— START OF Material —

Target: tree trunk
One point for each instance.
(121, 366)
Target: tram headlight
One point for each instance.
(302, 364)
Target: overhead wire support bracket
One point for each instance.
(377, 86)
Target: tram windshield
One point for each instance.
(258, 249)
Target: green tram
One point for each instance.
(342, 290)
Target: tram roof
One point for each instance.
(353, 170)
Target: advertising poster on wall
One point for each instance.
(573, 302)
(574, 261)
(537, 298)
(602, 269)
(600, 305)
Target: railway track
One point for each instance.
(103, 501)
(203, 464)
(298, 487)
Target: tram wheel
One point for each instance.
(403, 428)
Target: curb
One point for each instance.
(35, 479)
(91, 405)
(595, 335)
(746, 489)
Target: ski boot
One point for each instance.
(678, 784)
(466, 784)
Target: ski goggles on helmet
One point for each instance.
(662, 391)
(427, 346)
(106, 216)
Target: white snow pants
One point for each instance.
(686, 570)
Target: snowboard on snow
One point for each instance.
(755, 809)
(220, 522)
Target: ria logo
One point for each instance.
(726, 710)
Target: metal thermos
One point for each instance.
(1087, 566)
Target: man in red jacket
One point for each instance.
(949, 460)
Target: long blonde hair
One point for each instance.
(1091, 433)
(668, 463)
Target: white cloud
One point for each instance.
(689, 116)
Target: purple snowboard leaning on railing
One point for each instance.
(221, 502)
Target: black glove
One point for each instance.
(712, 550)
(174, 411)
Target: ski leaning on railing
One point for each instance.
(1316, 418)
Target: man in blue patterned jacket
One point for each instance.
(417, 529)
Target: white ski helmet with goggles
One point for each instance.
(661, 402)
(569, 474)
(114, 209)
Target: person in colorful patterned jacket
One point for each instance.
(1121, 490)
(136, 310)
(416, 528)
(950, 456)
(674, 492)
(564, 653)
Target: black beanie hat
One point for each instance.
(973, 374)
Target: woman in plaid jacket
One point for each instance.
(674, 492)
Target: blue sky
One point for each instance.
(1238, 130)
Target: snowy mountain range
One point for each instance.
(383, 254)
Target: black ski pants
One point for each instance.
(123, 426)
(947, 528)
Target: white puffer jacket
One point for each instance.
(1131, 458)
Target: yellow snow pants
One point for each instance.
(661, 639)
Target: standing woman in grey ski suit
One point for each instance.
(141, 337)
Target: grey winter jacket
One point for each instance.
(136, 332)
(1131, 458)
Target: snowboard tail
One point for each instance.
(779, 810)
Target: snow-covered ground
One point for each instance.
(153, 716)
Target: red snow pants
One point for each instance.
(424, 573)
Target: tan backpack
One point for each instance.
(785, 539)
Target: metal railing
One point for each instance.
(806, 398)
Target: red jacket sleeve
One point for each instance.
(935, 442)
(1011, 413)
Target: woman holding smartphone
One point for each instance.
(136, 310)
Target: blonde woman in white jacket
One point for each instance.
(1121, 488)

— END OF Material —

▶ **Problem description**: Please copy out every line of the material above, word for word, without changing anything.

▶ **Reply**:
Target: tree trunk
One point for each instance.
(121, 366)
Target: tram headlight
One point for each instance.
(302, 364)
Target: overhead wire support bracket
One point for each instance.
(377, 86)
Target: tram windshield
One point for each instance.
(258, 249)
Target: green tram
One point for each instance.
(342, 290)
Target: tram roof
One point for each instance.
(353, 170)
Target: advertising poster on wall
One point for each instance.
(573, 302)
(574, 261)
(537, 298)
(602, 269)
(600, 305)
Target: railway track
One point for each instance.
(103, 501)
(203, 464)
(298, 487)
Target: tram wheel
One point for each instance.
(403, 428)
Target: curb
One point for each instance.
(35, 479)
(91, 405)
(595, 335)
(746, 489)
Target: ski boot
One point for each instance.
(678, 784)
(466, 784)
Target: ski goggles on helmet
One point for each instance.
(662, 391)
(427, 346)
(106, 216)
Target: white snow pants
One point for each instance.
(686, 570)
Target: snowboard on snow
One point for each instance.
(755, 809)
(220, 522)
Target: ria logo
One point for each instance.
(726, 710)
Target: metal thermos
One point for each instance.
(1087, 566)
Target: man in red jacket
One point for each instance.
(949, 460)
Target: long blonde hair
One point for each instance.
(1091, 433)
(668, 463)
Target: white cloud
One point for each instance.
(689, 116)
Target: purple snowboard leaning on railing
One point for each instance.
(221, 502)
Target: black glove
One point for each instance.
(712, 550)
(174, 411)
Target: ski leaning on railing
One point for each instance.
(1316, 418)
Target: man in blue patterned jacket
One point for each instance.
(417, 529)
Target: white ski helmet with goggles
One point for each instance.
(661, 402)
(569, 474)
(114, 209)
Target: person in colorful patterned jacket
One point for each instance.
(1121, 490)
(136, 310)
(416, 528)
(950, 456)
(674, 492)
(564, 653)
Target: black beanie hat
One point for each instance.
(973, 374)
Target: woman in plaid jacket
One point for each instance.
(674, 492)
Target: blue sky
One point for each instance.
(1238, 130)
Target: snowy mountain range
One point for each instance.
(383, 254)
Target: black ski pants
One point for each instance.
(123, 426)
(947, 528)
Target: white puffer jacket
One point for each instance.
(1131, 458)
Target: yellow snow pants
One point for each instance.
(661, 639)
Target: standing woman in grey ski suit
One point for each instance.
(141, 337)
Target: grey winter jacket
One point for each instance.
(136, 332)
(1131, 458)
Target: snowboard tail
One point for each instance.
(779, 810)
Target: snow-covered ground
One point for each instance.
(153, 716)
Target: red snow pants
One point for each instance.
(424, 573)
Target: tan backpack
One point for each instance.
(785, 539)
Target: metal railing
One point for each instance.
(806, 398)
Target: red jacket sleeve
One point for each instance.
(935, 442)
(1011, 413)
Target: woman holding smartphone
One point for each instance.
(136, 310)
Target: blonde woman in white jacket
One point for each instance.
(1121, 488)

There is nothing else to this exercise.